**Written instruction:**
Format every line of the entries below as a Markdown table with a column Row for the row number and a column Line for the line itself. Leave out any blank lines.

>> start Information supplied

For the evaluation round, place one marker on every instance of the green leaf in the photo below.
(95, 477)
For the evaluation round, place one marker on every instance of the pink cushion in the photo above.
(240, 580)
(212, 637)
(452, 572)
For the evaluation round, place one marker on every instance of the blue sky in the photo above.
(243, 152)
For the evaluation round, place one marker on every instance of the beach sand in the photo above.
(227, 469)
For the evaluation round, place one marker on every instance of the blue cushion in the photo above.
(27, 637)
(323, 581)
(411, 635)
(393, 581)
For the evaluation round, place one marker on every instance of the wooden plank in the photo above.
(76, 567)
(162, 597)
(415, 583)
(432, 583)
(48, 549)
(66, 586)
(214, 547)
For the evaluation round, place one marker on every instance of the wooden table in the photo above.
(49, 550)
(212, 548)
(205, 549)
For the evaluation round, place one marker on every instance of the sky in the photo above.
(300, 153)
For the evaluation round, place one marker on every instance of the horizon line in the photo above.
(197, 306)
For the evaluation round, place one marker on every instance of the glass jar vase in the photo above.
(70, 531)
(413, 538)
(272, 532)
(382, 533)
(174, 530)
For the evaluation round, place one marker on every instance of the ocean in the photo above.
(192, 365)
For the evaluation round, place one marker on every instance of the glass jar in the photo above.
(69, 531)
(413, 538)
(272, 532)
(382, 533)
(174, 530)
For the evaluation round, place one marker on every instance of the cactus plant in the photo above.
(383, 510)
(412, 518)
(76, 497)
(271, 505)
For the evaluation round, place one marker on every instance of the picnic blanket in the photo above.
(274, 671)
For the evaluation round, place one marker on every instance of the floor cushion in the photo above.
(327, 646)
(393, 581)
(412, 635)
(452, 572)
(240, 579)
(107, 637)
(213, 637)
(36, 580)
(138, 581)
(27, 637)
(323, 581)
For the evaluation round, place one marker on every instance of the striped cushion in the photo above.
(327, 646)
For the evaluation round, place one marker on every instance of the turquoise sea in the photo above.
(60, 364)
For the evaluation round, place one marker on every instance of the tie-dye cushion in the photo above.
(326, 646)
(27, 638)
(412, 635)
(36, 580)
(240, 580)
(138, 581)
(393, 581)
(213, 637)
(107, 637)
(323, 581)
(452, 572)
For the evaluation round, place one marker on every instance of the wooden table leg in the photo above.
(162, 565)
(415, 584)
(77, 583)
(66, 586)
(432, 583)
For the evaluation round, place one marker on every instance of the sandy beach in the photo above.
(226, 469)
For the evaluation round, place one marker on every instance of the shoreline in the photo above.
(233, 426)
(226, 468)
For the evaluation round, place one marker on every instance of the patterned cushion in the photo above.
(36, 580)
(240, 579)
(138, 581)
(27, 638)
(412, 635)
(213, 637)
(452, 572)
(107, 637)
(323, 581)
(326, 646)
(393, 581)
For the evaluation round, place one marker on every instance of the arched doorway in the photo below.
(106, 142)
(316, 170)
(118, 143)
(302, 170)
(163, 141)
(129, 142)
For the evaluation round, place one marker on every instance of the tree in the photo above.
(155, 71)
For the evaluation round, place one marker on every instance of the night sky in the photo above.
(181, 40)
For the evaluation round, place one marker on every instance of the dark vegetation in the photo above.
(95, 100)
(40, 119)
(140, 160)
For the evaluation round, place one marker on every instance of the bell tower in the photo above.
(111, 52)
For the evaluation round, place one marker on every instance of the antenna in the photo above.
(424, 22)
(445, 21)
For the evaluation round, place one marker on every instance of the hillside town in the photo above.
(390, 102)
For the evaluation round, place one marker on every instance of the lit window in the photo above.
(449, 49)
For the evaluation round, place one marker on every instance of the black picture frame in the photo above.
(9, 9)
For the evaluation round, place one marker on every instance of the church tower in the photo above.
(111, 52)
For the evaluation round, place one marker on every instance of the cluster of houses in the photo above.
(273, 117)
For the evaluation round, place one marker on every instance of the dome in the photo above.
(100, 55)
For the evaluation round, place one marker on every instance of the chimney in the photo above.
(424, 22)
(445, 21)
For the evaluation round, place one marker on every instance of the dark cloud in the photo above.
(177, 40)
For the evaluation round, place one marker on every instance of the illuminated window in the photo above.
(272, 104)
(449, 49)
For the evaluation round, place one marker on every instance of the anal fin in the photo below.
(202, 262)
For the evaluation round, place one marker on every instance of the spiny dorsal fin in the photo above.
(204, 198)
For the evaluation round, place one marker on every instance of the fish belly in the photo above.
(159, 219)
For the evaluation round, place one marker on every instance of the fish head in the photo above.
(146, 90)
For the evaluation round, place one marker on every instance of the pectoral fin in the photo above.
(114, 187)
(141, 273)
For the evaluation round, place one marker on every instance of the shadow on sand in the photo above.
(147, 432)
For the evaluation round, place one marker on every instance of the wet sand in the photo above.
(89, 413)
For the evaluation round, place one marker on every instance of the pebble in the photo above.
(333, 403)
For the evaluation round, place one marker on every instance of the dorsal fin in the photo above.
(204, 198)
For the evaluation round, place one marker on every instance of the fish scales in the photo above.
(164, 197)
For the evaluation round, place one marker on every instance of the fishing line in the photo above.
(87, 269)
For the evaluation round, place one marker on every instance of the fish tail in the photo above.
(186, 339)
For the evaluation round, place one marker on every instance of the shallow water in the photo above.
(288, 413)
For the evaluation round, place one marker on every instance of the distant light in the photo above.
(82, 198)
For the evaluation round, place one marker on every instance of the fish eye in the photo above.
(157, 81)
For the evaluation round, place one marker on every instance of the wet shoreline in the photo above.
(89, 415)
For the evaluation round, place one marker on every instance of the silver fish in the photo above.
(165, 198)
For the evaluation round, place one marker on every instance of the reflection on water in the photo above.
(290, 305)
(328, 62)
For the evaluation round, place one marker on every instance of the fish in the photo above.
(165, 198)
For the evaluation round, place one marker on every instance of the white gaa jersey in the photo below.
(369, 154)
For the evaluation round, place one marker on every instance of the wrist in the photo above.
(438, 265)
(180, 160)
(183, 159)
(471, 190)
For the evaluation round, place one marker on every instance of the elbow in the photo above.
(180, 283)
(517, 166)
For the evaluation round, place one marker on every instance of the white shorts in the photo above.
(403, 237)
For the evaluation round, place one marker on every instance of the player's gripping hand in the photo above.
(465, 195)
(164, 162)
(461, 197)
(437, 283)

>> end Information supplied

**Written solution:**
| Row | Line |
|---|---|
| 1 | For the evaluation round, place one marker on every instance of the green leaf in the photo below. |
| 2 | (95, 477) |
| 3 | For the evaluation round, place one marker on every instance of the pink cushion in the photo above. |
| 4 | (240, 580) |
| 5 | (212, 637) |
| 6 | (452, 572) |
| 7 | For the evaluation round, place one marker on every instance of the blue sky in the photo above. |
| 8 | (243, 152) |
| 9 | For the evaluation round, place one marker on every instance of the beach sand in the photo above. |
| 10 | (227, 469) |
| 11 | For the evaluation round, place one marker on every instance of the blue cushion in the photo above. |
| 12 | (27, 637) |
| 13 | (323, 581) |
| 14 | (411, 635) |
| 15 | (393, 581) |
| 16 | For the evaluation round, place one marker on every instance of the wooden plank in the photo above. |
| 17 | (76, 567) |
| 18 | (162, 597) |
| 19 | (415, 583) |
| 20 | (432, 583) |
| 21 | (48, 549) |
| 22 | (66, 586) |
| 23 | (214, 547) |
| 24 | For the evaluation round, place one marker on every instance of the wooden table in the photo above. |
| 25 | (49, 550) |
| 26 | (212, 548) |
| 27 | (205, 549) |
| 28 | For the evaluation round, place one marker on every instance of the sky in the photo above. |
| 29 | (300, 153) |
| 30 | For the evaluation round, place one marker on every instance of the horizon line in the photo above. |
| 31 | (197, 306) |
| 32 | For the evaluation round, place one marker on every instance of the glass jar vase in the photo above. |
| 33 | (70, 531) |
| 34 | (413, 538) |
| 35 | (272, 532) |
| 36 | (382, 533) |
| 37 | (174, 530) |
| 38 | For the evaluation round, place one marker on every instance of the ocean in the photo above. |
| 39 | (192, 365) |
| 40 | For the evaluation round, place one marker on every instance of the glass jar in the photo above. |
| 41 | (69, 531) |
| 42 | (413, 538) |
| 43 | (272, 532) |
| 44 | (382, 533) |
| 45 | (174, 530) |
| 46 | For the evaluation round, place one marker on every instance of the cactus plant in the photo above. |
| 47 | (383, 510) |
| 48 | (412, 518) |
| 49 | (76, 497) |
| 50 | (271, 505) |
| 51 | For the evaluation round, place one marker on every instance of the picnic blanket in the photo above. |
| 52 | (274, 671) |
| 53 | For the evaluation round, place one marker on every instance of the floor cushion in the photo above. |
| 54 | (327, 646) |
| 55 | (393, 581) |
| 56 | (412, 635) |
| 57 | (452, 572) |
| 58 | (240, 579) |
| 59 | (107, 637) |
| 60 | (213, 637) |
| 61 | (36, 580) |
| 62 | (138, 581) |
| 63 | (27, 637) |
| 64 | (323, 581) |
| 65 | For the evaluation round, place one marker on every instance of the striped cushion in the photo above. |
| 66 | (327, 646) |
| 67 | For the evaluation round, place one marker on every instance of the turquoise sea in the photo above. |
| 68 | (60, 364) |
| 69 | For the evaluation round, place one marker on every instance of the tie-dye cushion in the photo above. |
| 70 | (326, 646) |
| 71 | (27, 638) |
| 72 | (412, 635) |
| 73 | (36, 580) |
| 74 | (240, 580) |
| 75 | (138, 581) |
| 76 | (393, 581) |
| 77 | (213, 637) |
| 78 | (107, 637) |
| 79 | (323, 581) |
| 80 | (452, 572) |
| 81 | For the evaluation round, place one marker on every instance of the wooden table leg in the photo above. |
| 82 | (162, 565) |
| 83 | (415, 584) |
| 84 | (77, 583) |
| 85 | (66, 586) |
| 86 | (432, 583) |
| 87 | For the evaluation round, place one marker on every instance of the sandy beach in the photo above. |
| 88 | (226, 469) |
| 89 | For the evaluation round, place one marker on every instance of the shoreline in the photo above. |
| 90 | (233, 426) |
| 91 | (226, 468) |
| 92 | For the evaluation round, place one marker on every instance of the patterned cushion in the photo above. |
| 93 | (36, 580) |
| 94 | (240, 579) |
| 95 | (138, 581) |
| 96 | (27, 638) |
| 97 | (412, 635) |
| 98 | (213, 637) |
| 99 | (452, 572) |
| 100 | (107, 637) |
| 101 | (323, 581) |
| 102 | (326, 646) |
| 103 | (393, 581) |
| 104 | For the evaluation round, place one marker on every instance of the arched doorway in the photo below. |
| 105 | (106, 142) |
| 106 | (316, 170) |
| 107 | (118, 143) |
| 108 | (302, 170) |
| 109 | (163, 141) |
| 110 | (129, 142) |
| 111 | For the evaluation round, place one marker on every instance of the tree in the photo above. |
| 112 | (155, 71) |
| 113 | For the evaluation round, place one marker on every instance of the night sky in the photo above. |
| 114 | (181, 40) |
| 115 | For the evaluation round, place one marker on every instance of the dark vegetation in the photo above. |
| 116 | (95, 100) |
| 117 | (40, 119) |
| 118 | (140, 160) |
| 119 | For the evaluation round, place one marker on every instance of the bell tower in the photo above. |
| 120 | (111, 52) |
| 121 | For the evaluation round, place one marker on every instance of the antenna in the photo above. |
| 122 | (424, 22) |
| 123 | (445, 21) |
| 124 | For the evaluation round, place one marker on every instance of the hillside town in the photo above. |
| 125 | (390, 102) |
| 126 | For the evaluation round, place one marker on every instance of the lit window in the photo above. |
| 127 | (449, 49) |
| 128 | For the evaluation round, place one marker on every instance of the black picture frame in the photo above. |
| 129 | (9, 9) |
| 130 | For the evaluation round, place one marker on every instance of the church tower in the photo above. |
| 131 | (111, 52) |
| 132 | For the evaluation round, place one marker on every instance of the cluster of houses in the photo above. |
| 133 | (273, 117) |
| 134 | For the evaluation round, place one marker on every instance of the dome in the photo above. |
| 135 | (100, 55) |
| 136 | For the evaluation round, place one marker on every instance of the chimney in the photo above. |
| 137 | (424, 22) |
| 138 | (445, 21) |
| 139 | For the evaluation round, place one marker on every instance of the dark cloud in the photo above. |
| 140 | (177, 40) |
| 141 | For the evaluation round, place one marker on every instance of the illuminated window in the photo above. |
| 142 | (272, 104) |
| 143 | (449, 49) |
| 144 | For the evaluation round, place one marker on every instance of the anal fin in the photo below. |
| 145 | (202, 262) |
| 146 | For the evaluation round, place one marker on every instance of the spiny dorsal fin in the photo above. |
| 147 | (204, 198) |
| 148 | For the evaluation round, place one marker on every instance of the fish belly in the photo above. |
| 149 | (159, 219) |
| 150 | For the evaluation round, place one marker on every instance of the fish head in the photo above. |
| 151 | (146, 90) |
| 152 | For the evaluation round, place one marker on every instance of the pectoral fin in the photo above. |
| 153 | (114, 187) |
| 154 | (141, 273) |
| 155 | For the evaluation round, place one marker on every instance of the shadow on sand in the photo above. |
| 156 | (147, 432) |
| 157 | For the evaluation round, place one marker on every instance of the wet sand in the photo above. |
| 158 | (89, 413) |
| 159 | For the evaluation round, place one marker on every instance of the pebble in the photo above. |
| 160 | (333, 403) |
| 161 | For the evaluation round, place one marker on every instance of the dorsal fin in the photo above. |
| 162 | (204, 198) |
| 163 | For the evaluation round, place one marker on every instance of the fish scales in the photo above. |
| 164 | (164, 197) |
| 165 | For the evaluation round, place one marker on every instance of the fishing line in the photo above. |
| 166 | (87, 269) |
| 167 | For the evaluation round, place one marker on every instance of the fish tail in the photo above. |
| 168 | (186, 339) |
| 169 | For the evaluation round, place one marker on every instance of the shallow water in the photo above. |
| 170 | (288, 413) |
| 171 | For the evaluation round, place one marker on every instance of the distant light in the photo above. |
| 172 | (82, 198) |
| 173 | For the evaluation round, place one marker on every instance of the fish eye in the photo above. |
| 174 | (157, 81) |
| 175 | For the evaluation round, place one marker on every instance of the wet shoreline in the photo above. |
| 176 | (89, 415) |
| 177 | For the evaluation round, place one marker on every instance of the silver fish in the photo above. |
| 178 | (165, 198) |
| 179 | For the evaluation round, place one marker on every instance of the reflection on water in the photo above. |
| 180 | (290, 305) |
| 181 | (328, 62) |
| 182 | For the evaluation round, place one marker on every instance of the fish in the photo above. |
| 183 | (165, 198) |
| 184 | For the evaluation round, place one marker on every instance of the white gaa jersey in the photo below. |
| 185 | (369, 154) |
| 186 | For the evaluation round, place one marker on every instance of the wrist in the photo above. |
| 187 | (438, 265) |
| 188 | (180, 160) |
| 189 | (183, 159) |
| 190 | (471, 190) |
| 191 | For the evaluation round, place one marker on every instance of the elbow in the photo above. |
| 192 | (180, 283) |
| 193 | (517, 166) |
| 194 | For the evaluation round, place one marker on every instance of the white shorts in the photo above. |
| 195 | (403, 237) |
| 196 | For the evaluation round, place one marker on every instance of the player's gripping hand in the photo above. |
| 197 | (465, 195) |
| 198 | (164, 162) |
| 199 | (461, 197) |
| 200 | (437, 283) |